◆ The task
List each line in the items below that contains the string "shirt". Case counts.

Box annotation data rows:
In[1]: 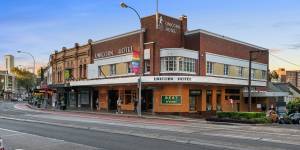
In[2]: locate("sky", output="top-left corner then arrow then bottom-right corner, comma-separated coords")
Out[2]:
0,0 -> 300,70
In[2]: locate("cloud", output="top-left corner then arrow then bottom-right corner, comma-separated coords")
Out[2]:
288,43 -> 300,50
272,20 -> 300,28
269,48 -> 282,54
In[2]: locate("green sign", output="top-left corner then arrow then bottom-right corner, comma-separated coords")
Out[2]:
161,96 -> 181,105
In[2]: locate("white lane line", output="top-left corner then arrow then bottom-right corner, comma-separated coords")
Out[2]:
202,133 -> 300,145
0,128 -> 105,150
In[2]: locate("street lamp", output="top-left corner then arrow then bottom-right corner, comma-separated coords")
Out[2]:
17,51 -> 35,75
120,2 -> 143,117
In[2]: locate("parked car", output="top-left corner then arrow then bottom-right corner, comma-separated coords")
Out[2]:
289,113 -> 300,124
278,112 -> 292,124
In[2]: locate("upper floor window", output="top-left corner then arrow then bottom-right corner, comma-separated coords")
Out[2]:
206,61 -> 214,74
238,66 -> 244,77
224,64 -> 229,76
110,64 -> 117,75
144,60 -> 150,73
251,69 -> 256,79
161,56 -> 196,72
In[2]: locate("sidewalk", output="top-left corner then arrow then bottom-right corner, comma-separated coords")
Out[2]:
26,104 -> 206,122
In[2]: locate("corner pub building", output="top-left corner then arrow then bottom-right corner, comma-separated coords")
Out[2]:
70,14 -> 270,115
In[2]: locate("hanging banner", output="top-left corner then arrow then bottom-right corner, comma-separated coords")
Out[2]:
131,51 -> 140,74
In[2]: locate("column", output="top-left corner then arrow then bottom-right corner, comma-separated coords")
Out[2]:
221,87 -> 226,111
201,89 -> 206,111
211,87 -> 217,111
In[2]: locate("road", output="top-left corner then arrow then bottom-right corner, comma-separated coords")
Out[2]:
0,102 -> 300,150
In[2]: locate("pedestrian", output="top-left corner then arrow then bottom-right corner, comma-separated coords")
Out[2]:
117,97 -> 123,114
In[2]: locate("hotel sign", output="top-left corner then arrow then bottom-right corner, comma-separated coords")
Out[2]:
95,46 -> 133,59
158,16 -> 180,33
154,76 -> 192,82
161,96 -> 181,105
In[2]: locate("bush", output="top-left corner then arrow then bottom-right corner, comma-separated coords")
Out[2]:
287,98 -> 300,114
217,112 -> 266,120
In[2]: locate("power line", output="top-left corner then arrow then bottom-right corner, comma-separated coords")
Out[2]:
270,53 -> 300,67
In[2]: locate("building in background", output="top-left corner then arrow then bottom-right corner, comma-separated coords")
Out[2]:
286,70 -> 300,89
0,71 -> 16,100
48,40 -> 93,109
4,55 -> 15,73
275,68 -> 286,82
68,14 -> 274,115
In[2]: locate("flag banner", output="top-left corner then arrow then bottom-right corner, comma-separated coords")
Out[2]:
132,51 -> 140,61
131,61 -> 140,73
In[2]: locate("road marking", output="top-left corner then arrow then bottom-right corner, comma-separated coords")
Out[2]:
0,128 -> 105,150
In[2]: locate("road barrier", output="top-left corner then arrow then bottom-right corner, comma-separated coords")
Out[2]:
0,137 -> 4,150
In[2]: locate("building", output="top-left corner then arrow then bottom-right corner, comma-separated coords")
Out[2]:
68,14 -> 269,115
286,70 -> 300,89
4,55 -> 15,73
47,40 -> 93,108
0,71 -> 16,100
275,68 -> 286,82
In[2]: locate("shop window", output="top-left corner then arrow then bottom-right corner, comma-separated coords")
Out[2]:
251,69 -> 256,79
217,90 -> 222,111
161,56 -> 196,72
127,62 -> 133,73
206,90 -> 212,111
144,60 -> 150,73
238,67 -> 244,77
110,64 -> 117,76
261,70 -> 267,79
206,61 -> 214,74
224,64 -> 229,76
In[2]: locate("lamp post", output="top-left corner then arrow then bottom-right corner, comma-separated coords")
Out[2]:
17,51 -> 35,75
120,2 -> 143,117
248,50 -> 267,112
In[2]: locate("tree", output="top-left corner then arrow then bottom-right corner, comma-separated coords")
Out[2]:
12,68 -> 35,92
287,98 -> 300,114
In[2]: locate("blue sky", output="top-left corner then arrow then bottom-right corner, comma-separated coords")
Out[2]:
0,0 -> 300,69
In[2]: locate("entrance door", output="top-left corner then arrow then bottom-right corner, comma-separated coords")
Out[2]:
142,89 -> 153,112
189,90 -> 201,111
108,90 -> 119,110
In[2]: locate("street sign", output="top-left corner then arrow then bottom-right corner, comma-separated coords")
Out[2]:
161,95 -> 181,105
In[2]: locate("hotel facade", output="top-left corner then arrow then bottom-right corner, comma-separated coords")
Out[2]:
52,14 -> 271,114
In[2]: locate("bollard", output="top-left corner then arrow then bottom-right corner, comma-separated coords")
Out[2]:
0,137 -> 4,150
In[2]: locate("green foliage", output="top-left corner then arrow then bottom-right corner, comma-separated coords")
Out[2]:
12,68 -> 35,91
287,98 -> 300,114
217,112 -> 266,120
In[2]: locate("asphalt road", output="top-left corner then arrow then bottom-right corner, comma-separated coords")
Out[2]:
0,101 -> 300,150
0,103 -> 216,150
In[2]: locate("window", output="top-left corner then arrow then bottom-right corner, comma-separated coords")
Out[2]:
98,66 -> 103,77
251,69 -> 255,79
238,67 -> 244,77
261,70 -> 267,79
110,64 -> 116,75
224,64 -> 229,76
127,62 -> 133,73
206,61 -> 214,74
79,65 -> 82,79
144,60 -> 150,73
83,64 -> 86,78
161,57 -> 196,72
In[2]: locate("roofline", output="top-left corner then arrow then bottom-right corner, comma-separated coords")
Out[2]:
92,28 -> 145,44
184,29 -> 268,51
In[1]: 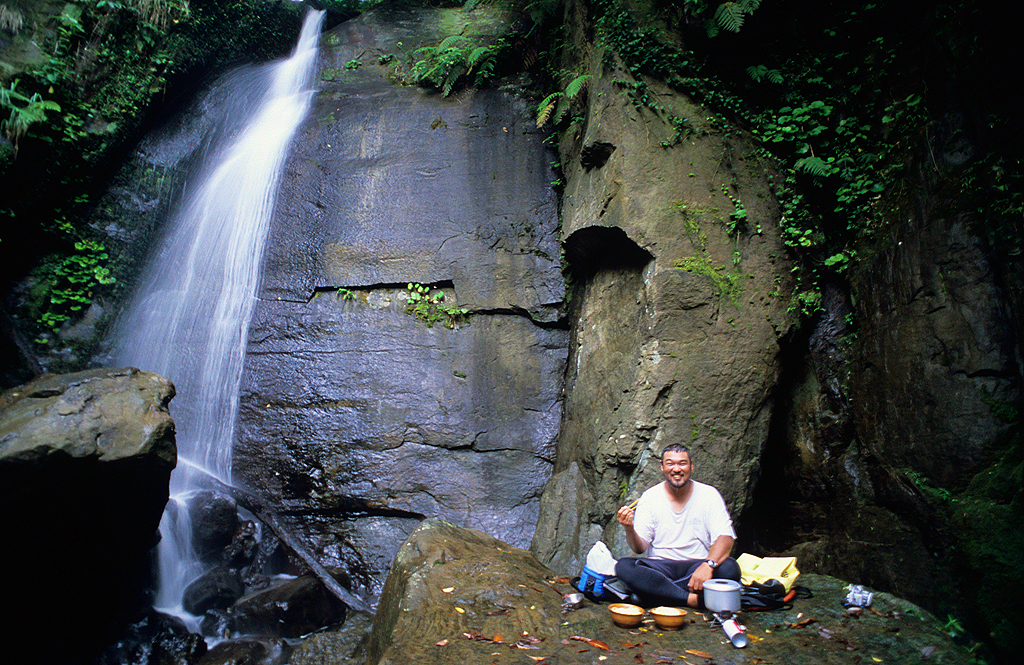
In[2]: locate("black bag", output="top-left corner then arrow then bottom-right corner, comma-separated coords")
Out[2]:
739,580 -> 813,612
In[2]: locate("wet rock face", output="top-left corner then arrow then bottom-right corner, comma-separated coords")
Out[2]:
855,210 -> 1021,487
233,6 -> 567,589
0,369 -> 176,662
531,5 -> 790,574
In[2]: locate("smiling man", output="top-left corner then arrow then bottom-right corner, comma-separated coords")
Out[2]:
615,444 -> 739,608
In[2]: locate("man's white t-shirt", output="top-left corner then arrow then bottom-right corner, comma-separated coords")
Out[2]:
633,481 -> 736,560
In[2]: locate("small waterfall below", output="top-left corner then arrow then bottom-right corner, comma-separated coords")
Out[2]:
114,11 -> 324,615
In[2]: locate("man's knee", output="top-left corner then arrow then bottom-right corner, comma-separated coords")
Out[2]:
615,556 -> 640,579
715,556 -> 742,582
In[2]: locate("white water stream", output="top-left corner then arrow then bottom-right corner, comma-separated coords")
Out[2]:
115,11 -> 324,615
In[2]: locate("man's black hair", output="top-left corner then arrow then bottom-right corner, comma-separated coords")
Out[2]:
662,444 -> 693,464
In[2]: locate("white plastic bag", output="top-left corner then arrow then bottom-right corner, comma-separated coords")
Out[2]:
587,540 -> 615,576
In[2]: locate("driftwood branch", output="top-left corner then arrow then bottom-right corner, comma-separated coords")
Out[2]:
210,477 -> 374,615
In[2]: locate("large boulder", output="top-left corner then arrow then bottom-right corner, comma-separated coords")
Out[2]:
0,368 -> 176,662
356,519 -> 971,665
233,5 -> 567,591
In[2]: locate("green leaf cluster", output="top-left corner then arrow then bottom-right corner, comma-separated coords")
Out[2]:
412,35 -> 505,97
406,283 -> 469,330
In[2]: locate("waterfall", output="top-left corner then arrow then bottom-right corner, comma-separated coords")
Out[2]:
115,11 -> 324,614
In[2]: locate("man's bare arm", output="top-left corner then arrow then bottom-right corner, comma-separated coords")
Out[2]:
615,506 -> 647,558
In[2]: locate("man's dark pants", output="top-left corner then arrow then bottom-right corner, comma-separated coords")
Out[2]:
615,556 -> 740,608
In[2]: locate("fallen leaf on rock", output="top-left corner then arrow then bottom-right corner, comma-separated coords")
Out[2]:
569,635 -> 611,651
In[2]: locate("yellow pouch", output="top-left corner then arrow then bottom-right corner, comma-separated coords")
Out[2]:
736,552 -> 800,591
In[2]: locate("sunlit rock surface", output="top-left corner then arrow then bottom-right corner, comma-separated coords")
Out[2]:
354,521 -> 971,665
234,6 -> 567,589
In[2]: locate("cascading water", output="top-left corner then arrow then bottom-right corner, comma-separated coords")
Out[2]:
116,11 -> 324,614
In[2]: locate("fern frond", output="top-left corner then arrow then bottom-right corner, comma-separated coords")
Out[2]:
437,35 -> 469,51
715,2 -> 743,33
466,46 -> 490,69
537,92 -> 563,129
441,65 -> 466,97
565,74 -> 592,99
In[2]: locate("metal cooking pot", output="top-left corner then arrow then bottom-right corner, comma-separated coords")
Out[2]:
705,580 -> 743,612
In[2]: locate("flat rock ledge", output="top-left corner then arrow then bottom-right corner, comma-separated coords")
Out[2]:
337,519 -> 970,665
0,368 -> 177,663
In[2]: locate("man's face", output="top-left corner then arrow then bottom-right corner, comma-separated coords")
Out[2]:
662,450 -> 690,490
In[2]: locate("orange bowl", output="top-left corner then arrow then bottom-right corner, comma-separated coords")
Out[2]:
650,608 -> 686,630
608,602 -> 643,628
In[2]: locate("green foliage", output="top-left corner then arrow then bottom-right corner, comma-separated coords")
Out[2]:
746,65 -> 785,85
537,71 -> 593,128
36,234 -> 117,343
406,283 -> 469,330
412,35 -> 505,97
0,79 -> 60,157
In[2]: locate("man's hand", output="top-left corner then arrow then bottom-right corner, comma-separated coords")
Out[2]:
615,506 -> 648,554
687,563 -> 715,592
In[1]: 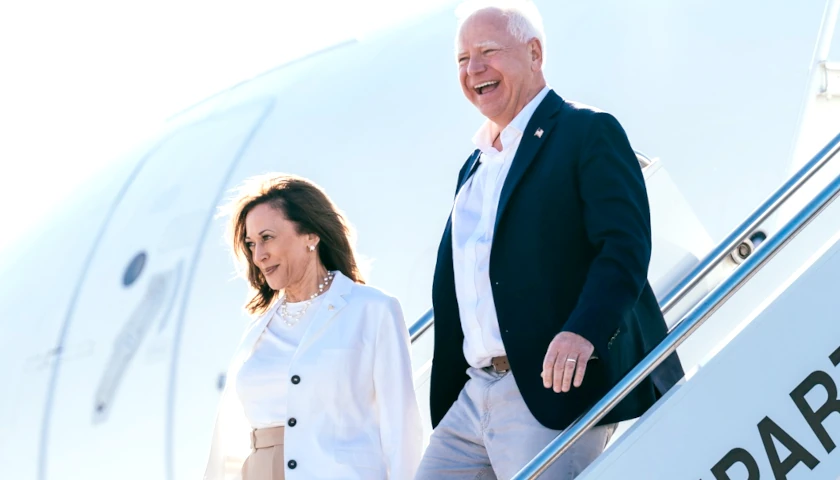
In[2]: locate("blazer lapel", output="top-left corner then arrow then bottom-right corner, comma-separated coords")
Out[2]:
455,148 -> 481,198
292,272 -> 353,361
230,302 -> 278,372
494,90 -> 564,232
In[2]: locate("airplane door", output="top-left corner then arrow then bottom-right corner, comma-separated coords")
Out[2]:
39,102 -> 270,480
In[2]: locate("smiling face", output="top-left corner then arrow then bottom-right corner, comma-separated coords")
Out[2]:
457,8 -> 545,130
245,203 -> 319,291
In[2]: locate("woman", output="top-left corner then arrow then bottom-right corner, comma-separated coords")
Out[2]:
205,174 -> 422,480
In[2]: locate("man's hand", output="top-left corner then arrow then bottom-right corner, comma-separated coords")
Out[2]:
542,332 -> 595,393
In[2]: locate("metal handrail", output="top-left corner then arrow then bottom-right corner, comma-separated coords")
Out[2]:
408,308 -> 435,343
513,129 -> 840,480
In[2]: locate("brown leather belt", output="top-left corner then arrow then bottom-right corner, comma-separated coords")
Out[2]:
490,355 -> 510,373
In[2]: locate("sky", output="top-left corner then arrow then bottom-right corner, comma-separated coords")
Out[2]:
0,0 -> 452,250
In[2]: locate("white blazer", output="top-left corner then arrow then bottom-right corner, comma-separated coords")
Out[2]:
204,272 -> 423,480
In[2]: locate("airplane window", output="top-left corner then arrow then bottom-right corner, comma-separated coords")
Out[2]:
123,252 -> 146,287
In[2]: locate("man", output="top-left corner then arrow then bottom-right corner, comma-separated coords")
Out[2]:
416,2 -> 683,480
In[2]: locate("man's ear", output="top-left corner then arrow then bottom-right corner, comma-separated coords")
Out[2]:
528,38 -> 543,72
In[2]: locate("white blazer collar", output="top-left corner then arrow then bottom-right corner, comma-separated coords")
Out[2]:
295,271 -> 355,358
233,272 -> 354,368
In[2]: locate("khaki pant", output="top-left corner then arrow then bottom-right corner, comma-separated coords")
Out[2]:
242,427 -> 286,480
415,368 -> 615,480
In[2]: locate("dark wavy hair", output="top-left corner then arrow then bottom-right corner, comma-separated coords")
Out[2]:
223,173 -> 365,315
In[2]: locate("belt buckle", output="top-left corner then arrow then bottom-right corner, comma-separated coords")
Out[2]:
490,356 -> 510,373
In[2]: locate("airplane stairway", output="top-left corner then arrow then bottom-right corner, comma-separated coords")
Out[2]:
410,130 -> 840,480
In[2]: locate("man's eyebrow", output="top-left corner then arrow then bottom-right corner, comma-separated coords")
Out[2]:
475,40 -> 502,48
456,40 -> 504,57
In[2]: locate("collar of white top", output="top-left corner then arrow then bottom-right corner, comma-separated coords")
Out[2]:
472,85 -> 551,155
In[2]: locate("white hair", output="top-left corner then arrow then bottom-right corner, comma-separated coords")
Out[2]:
455,0 -> 545,58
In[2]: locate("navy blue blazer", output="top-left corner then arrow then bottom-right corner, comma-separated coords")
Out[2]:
431,91 -> 683,430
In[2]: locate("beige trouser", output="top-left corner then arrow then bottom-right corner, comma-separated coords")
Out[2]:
242,427 -> 286,480
415,368 -> 615,480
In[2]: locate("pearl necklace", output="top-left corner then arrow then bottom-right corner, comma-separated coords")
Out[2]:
280,272 -> 335,327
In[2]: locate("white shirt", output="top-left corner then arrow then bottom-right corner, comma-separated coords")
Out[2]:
236,296 -> 323,428
452,86 -> 551,368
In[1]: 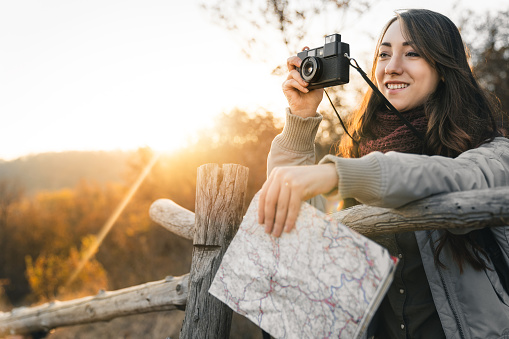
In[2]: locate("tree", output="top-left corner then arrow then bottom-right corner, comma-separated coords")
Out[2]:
201,0 -> 372,60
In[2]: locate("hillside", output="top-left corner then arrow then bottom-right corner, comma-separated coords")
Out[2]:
0,151 -> 132,194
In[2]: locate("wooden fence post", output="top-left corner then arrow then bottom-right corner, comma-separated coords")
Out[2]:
180,164 -> 249,339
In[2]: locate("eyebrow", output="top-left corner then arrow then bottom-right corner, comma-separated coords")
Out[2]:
380,41 -> 412,47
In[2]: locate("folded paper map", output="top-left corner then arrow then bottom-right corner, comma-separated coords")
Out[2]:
209,194 -> 396,338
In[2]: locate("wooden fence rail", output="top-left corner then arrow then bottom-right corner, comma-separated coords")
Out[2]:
0,165 -> 509,338
0,274 -> 189,337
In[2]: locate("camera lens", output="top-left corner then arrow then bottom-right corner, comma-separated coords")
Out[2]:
300,57 -> 321,82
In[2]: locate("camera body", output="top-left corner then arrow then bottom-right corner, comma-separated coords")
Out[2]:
297,34 -> 350,90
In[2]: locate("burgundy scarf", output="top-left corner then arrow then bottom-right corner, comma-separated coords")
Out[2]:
359,106 -> 428,157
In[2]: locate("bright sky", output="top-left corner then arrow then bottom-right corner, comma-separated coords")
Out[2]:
0,0 -> 507,159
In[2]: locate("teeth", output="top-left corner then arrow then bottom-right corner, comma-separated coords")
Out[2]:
387,84 -> 408,89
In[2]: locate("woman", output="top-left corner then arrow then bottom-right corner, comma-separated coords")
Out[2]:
259,10 -> 509,338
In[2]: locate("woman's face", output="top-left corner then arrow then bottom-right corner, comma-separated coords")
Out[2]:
375,20 -> 440,112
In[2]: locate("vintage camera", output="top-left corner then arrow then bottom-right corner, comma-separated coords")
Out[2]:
297,34 -> 350,90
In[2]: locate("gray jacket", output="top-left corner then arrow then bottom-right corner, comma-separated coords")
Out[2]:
267,112 -> 509,339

◆ Solution to this problem
In[2]: locate("man's white t-shirt", output="top-left corner then arrow then bottom-right corner, comma-separated coords")
In[2]: locate("white shirt", output="top-left corner then arrow then bottom-right corner, comma-separated coords")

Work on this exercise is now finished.